__What the task requires__. Please copy the rows below word for word, keeping every line of text and every point. Leave the pictures out of your answer.

Excerpts from a point labeling dataset
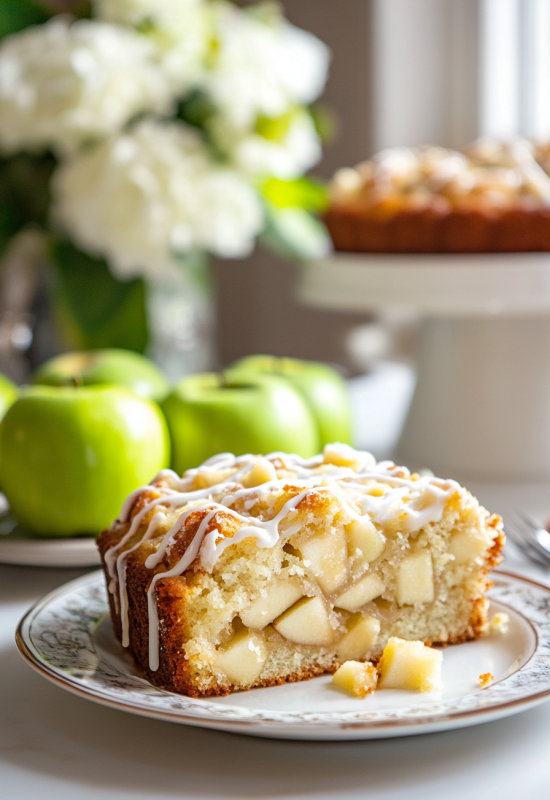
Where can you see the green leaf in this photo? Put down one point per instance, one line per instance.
(307, 193)
(294, 233)
(18, 14)
(196, 109)
(96, 310)
(325, 121)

__Worked solution__.
Where can you see the green leaf in this photo? Put down one point per instance, one line per instance.
(307, 193)
(294, 233)
(18, 14)
(196, 109)
(96, 310)
(325, 121)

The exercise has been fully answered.